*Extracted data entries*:
+++
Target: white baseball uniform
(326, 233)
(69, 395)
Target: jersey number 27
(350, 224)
+++
*TASK OBJECTIVE*: Quote each of the rows above verbatim.

*COMPLETED TASK*:
Target: white baseball uniform
(326, 233)
(69, 395)
Target: jersey number 27
(350, 224)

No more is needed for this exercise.